(TASK DIRECTIONS):
Find every line in the entries below that contains the word "blue", and copy each of those lines.
==*==
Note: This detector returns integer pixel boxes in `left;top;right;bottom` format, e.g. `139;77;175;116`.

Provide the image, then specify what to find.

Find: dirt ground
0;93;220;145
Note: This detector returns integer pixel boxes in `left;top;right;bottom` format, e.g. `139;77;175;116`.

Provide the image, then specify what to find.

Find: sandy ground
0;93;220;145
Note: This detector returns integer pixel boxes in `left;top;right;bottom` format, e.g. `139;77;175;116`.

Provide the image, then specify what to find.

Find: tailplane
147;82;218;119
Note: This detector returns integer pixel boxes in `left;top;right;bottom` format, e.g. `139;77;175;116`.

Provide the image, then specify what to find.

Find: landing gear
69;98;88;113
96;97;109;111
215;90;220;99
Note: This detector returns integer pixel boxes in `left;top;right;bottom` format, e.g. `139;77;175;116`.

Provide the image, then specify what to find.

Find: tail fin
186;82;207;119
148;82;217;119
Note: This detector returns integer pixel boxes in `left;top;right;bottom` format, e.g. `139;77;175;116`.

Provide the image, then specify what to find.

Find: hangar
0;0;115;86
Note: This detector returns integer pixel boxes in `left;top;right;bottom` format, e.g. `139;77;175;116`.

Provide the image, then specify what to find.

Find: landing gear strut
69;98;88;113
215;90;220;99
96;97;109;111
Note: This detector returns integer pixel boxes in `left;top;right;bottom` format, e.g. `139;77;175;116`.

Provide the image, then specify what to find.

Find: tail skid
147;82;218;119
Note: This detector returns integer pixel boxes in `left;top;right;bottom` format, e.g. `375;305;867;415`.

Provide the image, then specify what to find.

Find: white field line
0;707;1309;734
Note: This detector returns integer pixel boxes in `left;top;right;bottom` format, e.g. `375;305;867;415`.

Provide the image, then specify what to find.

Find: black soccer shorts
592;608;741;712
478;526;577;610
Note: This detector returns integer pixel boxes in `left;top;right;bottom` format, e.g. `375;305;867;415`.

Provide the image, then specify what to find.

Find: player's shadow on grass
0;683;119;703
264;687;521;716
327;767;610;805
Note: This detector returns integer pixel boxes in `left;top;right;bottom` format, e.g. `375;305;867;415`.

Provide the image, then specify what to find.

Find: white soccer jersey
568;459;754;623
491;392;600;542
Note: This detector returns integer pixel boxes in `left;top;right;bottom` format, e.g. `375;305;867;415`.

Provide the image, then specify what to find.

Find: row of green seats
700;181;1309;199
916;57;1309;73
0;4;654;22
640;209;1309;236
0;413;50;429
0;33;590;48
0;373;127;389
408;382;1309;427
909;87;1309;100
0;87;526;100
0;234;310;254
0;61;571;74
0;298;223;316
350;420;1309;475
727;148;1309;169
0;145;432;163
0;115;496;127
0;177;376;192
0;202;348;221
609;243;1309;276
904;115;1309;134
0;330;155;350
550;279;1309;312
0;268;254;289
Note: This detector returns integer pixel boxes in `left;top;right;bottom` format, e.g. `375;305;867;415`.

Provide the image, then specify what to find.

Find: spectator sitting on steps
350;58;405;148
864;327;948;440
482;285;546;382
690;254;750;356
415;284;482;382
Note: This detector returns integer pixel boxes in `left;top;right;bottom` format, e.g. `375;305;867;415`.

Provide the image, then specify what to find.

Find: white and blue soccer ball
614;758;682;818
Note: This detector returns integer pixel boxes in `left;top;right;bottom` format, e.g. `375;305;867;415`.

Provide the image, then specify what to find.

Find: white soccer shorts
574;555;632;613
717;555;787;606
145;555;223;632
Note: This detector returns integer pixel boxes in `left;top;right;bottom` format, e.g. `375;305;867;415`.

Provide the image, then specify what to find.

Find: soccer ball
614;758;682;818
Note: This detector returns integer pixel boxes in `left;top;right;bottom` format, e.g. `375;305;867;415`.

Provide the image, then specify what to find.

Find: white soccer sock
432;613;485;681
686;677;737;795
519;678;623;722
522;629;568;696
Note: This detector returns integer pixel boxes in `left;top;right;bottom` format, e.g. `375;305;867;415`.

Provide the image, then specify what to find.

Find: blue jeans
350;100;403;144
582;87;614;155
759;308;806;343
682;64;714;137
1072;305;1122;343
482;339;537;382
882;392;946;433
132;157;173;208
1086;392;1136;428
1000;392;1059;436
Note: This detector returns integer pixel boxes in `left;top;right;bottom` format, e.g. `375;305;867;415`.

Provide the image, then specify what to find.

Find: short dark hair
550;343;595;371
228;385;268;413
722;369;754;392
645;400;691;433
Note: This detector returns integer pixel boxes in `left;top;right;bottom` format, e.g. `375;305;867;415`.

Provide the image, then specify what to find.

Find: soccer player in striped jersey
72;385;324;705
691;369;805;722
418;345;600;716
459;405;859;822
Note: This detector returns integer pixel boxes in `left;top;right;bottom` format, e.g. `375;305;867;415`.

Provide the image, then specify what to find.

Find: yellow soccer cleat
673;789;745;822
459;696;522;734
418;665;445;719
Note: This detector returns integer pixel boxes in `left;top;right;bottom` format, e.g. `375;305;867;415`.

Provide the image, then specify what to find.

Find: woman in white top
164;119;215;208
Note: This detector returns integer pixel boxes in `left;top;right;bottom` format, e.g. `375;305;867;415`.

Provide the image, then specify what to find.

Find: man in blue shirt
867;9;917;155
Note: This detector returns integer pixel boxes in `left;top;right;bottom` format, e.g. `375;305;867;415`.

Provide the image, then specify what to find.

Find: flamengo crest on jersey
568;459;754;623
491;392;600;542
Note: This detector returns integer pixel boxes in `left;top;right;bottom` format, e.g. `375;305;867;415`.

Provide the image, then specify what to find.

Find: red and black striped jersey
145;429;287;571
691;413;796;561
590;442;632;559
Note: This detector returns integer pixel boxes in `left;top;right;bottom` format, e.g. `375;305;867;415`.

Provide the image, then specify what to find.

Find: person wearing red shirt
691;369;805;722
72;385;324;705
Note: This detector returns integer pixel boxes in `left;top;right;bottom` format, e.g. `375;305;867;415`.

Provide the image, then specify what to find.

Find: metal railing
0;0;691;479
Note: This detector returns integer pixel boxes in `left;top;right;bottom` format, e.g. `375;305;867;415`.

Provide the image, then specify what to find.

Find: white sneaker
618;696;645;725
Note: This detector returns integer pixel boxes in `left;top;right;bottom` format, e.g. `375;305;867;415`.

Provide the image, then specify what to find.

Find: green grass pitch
==*==
(REPLY):
Find: white and blue soccer ball
Find: blue jeans
Find: man in blue shirt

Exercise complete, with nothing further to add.